**Text provided**
Notes, Views, and the Occasional Provocation March / April 2011 

In spring meetings with clients, perhaps the most common question I hear these days is, "With all the bad news out there, why have the markets continued to go up?"

It's a reasonable question, especially given all the disappointments investors suffered this past decade. But as the article below explains, the markets are not as upside-down as they seem. There are a number of good reasons why stocks have jumped more than 100% since the dark days of early 2009.

Warm regards,

Milo Benningfield

Why Has The Stock Market Continued to Rise?
It would seem that natural catastrophes, impending sovereign defaults, and chronic unemployment provide the very stuff that stock markets need to thrive. But looks are deceiving. more

BFA Media Quotes
Recent media quotes. more

Why Has The Stock Market Continued to Rise?
One of the oldest maxims on Wall Street is that bull markets climb a wall of worry. Naturally, as equity markets have risen more than 100% over the past two years, the proverbial wall of worry has never felt higher. Investors repeatedly ask, "How can the stock market be going up when the economy's so bad?"

There's no denying the alarming economic concerns on all fronts:

  • Japan earthquake, tsunami, and nuclear catastrophe;
  • Europe's continuing sovereign debt crisis;
  • Rising oil prices and threat of inflation;
  • $1.5 trillion U.S. budget deficit and threatened downgrade of AAA credit rating.

So how can the Russell 2000 small-company index have soared 150% since March 2009, hitting an all-time high yesterday?

In a market economy, prices are generally determined by one of two factors: supply and demand. The supply of outstanding shares on the U.S. market has not gone down the past two years; in fact, it's gone up slightly, which might normally depress stock prices.

**To be done**
(a) Duplicate the passage of the investment newsletter from "There's no denying" up to and including "all-time high yesterday?".
(b) Render this sentence from the investment newsletter in Spanish: "One of the oldest maxims on Wall Street is that bull markets climb a wall of worry."
(c) Take the investment newsletter further, picking up right after its final sentence about the supply of outstanding shares.

**Data entries**
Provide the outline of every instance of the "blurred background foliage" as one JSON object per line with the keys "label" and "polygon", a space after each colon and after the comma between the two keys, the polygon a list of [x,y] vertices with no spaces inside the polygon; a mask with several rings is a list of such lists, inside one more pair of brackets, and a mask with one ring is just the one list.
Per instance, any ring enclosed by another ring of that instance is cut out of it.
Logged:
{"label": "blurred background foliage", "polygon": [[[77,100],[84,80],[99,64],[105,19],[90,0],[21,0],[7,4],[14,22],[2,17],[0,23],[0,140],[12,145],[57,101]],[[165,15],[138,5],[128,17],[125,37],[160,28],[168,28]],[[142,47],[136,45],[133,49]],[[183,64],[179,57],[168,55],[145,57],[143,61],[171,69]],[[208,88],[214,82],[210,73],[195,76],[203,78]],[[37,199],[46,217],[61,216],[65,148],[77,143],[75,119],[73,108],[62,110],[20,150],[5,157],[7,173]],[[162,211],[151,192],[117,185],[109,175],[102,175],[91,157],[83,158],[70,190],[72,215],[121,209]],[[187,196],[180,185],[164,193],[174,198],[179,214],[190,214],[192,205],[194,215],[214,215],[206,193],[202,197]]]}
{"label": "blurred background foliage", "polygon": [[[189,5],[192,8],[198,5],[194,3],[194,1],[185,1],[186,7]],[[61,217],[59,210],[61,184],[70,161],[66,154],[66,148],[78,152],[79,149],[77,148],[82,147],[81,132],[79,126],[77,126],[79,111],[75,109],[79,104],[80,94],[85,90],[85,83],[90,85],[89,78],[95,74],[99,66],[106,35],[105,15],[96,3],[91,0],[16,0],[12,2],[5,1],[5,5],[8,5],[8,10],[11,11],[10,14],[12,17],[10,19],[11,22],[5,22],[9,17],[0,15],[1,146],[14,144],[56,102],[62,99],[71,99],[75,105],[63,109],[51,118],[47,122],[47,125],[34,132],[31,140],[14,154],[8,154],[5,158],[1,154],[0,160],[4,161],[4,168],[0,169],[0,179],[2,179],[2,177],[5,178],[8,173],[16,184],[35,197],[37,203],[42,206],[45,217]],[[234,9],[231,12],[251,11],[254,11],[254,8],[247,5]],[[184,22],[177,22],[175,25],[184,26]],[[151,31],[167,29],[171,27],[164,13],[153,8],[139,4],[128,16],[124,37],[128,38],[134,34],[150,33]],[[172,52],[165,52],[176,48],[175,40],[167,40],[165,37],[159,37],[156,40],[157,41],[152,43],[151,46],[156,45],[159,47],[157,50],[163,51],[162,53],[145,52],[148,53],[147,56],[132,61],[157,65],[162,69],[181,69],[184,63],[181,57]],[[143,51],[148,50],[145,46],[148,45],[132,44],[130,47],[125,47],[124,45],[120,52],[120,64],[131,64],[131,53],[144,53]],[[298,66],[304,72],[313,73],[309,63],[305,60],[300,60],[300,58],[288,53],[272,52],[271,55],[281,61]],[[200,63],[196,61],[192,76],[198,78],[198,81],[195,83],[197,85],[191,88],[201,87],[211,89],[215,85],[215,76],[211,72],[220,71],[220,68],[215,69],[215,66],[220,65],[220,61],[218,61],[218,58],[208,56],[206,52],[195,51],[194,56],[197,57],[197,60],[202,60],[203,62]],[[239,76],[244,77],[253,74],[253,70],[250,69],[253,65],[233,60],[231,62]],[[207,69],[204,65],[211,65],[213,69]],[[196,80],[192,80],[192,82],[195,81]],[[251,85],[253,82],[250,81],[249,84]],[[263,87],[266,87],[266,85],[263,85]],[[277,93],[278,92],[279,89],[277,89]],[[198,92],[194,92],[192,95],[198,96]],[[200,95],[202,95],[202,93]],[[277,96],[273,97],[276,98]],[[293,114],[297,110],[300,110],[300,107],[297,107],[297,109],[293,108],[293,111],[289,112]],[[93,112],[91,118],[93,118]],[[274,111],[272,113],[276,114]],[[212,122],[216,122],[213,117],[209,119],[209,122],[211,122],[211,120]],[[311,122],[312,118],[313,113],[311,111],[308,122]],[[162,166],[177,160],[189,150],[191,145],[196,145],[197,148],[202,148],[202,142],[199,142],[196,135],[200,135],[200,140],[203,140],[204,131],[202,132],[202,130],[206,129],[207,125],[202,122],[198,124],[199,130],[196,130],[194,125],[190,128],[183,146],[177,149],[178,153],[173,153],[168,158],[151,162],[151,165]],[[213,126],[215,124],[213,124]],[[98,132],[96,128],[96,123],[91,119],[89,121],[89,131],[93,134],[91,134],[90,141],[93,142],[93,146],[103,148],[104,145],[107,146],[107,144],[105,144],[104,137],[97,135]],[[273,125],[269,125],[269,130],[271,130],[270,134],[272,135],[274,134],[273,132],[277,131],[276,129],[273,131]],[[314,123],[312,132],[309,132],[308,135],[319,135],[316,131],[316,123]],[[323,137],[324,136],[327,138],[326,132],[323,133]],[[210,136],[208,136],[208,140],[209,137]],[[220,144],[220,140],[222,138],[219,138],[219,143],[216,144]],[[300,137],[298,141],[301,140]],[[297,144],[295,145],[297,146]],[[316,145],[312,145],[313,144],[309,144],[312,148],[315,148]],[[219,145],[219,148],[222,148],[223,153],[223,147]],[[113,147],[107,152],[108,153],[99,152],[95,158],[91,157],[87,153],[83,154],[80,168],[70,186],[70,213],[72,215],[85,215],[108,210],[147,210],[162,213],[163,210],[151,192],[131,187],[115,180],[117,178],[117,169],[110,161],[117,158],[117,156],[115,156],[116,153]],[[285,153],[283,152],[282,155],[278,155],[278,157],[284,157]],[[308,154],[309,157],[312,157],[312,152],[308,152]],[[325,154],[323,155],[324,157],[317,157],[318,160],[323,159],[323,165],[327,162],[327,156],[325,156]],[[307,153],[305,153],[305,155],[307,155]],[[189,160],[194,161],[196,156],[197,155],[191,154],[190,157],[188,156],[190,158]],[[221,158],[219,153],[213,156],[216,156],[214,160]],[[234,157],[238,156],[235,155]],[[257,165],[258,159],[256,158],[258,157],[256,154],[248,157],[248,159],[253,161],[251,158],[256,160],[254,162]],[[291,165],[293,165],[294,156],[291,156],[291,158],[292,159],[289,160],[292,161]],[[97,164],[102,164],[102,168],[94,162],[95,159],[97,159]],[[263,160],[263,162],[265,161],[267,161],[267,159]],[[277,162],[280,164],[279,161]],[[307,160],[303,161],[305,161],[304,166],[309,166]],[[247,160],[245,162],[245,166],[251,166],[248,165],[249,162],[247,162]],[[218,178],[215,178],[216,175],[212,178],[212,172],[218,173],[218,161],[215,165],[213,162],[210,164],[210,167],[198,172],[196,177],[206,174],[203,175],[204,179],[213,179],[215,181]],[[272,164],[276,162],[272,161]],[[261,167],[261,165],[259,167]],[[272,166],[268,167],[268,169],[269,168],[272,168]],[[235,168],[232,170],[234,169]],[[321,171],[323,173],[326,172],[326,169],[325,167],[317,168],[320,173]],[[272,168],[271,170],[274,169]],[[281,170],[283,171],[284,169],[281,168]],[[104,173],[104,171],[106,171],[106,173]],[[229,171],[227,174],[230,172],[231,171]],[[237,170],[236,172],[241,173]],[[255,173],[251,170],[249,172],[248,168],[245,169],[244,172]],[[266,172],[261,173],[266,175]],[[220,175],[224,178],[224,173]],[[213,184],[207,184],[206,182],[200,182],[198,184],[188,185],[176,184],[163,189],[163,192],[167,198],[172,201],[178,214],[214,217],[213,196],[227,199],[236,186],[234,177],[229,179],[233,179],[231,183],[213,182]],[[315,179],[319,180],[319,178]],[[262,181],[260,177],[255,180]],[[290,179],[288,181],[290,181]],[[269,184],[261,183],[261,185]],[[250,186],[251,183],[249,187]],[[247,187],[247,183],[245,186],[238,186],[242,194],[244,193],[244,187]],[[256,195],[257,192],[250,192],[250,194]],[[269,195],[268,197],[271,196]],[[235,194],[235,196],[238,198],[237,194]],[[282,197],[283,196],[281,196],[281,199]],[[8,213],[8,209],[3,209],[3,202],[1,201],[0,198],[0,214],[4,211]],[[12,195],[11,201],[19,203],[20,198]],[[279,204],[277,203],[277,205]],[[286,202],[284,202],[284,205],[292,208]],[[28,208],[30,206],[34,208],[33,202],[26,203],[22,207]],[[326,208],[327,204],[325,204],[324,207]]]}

**Results of the exercise**
(a)
There's no denying the alarming economic concerns on all fronts:

  • Japan earthquake, tsunami, and nuclear catastrophe;
  • Europe's continuing sovereign debt crisis;
  • Rising oil prices and threat of inflation;
  • $1.5 trillion U.S. budget deficit and threatened downgrade of AAA credit rating.

So how can the Russell 2000 small-company index have soared 150% since March 2009, hitting an all-time high yesterday?

(b) Una de las máximas más antiguas de Wall Street es que los mercados alcistas escalan un muro de preocupación.

(c)
Thus, stock prices must be rising because of demand. But who's been buying? Not individuals. Mutual-fund data indicates that most individuals have declined to participate in the market rally, moving money instead from stock funds to bonds and cash over most of the past two years.

This leaves institutions as the primary source of demand for stocks. But don't stock strategists and investment committees read the newspapers and see the economic clouds? Have they all gone mad?

We should pause and acknowledge that even with all their analytical firepower and investment muscle, institutions don't always make the smartest investment bets. Many university endowments went up in flames during the Credit Crisis, and some of Wall Street's most venerable firms suffered mass extinction.

Still, there's a fair amount of evidence that, despite all the negative headlines, institutions have been making prudent bets these last couple of years.

Corporate Health
Corporate earnings continue to come in ahead of projections. Companies have ample cash on their balance sheets, and one of their biggest inputs, labor costs, have remained reasonable, given the continued, but declining unemployment.

Stock Valuations
It's dangerous to bet the farm on any stock-valuation metric. But there's nevertheless been plenty of support for the argument that stocks became “cheap” after the crash. For example, one common valuation measure, the price-to-earnings ratio based on average inflation-adjusted earnings from the previous ten years – the so-called PE10 – suggests that stocks were oversold during the credit crisis and prices have simply been moving up closer to long-term trends:

Global Headlines, Regional Economic Events
While globalization has in many respects connected the world's communities, many of the world's headline events remain regional economic events. Japan's terrible triple blow of earthquake, tsunami, and nuclear catastrophe has affected global supply chains, yes. But most of the broad economic and market effects have been limited to Japan itself.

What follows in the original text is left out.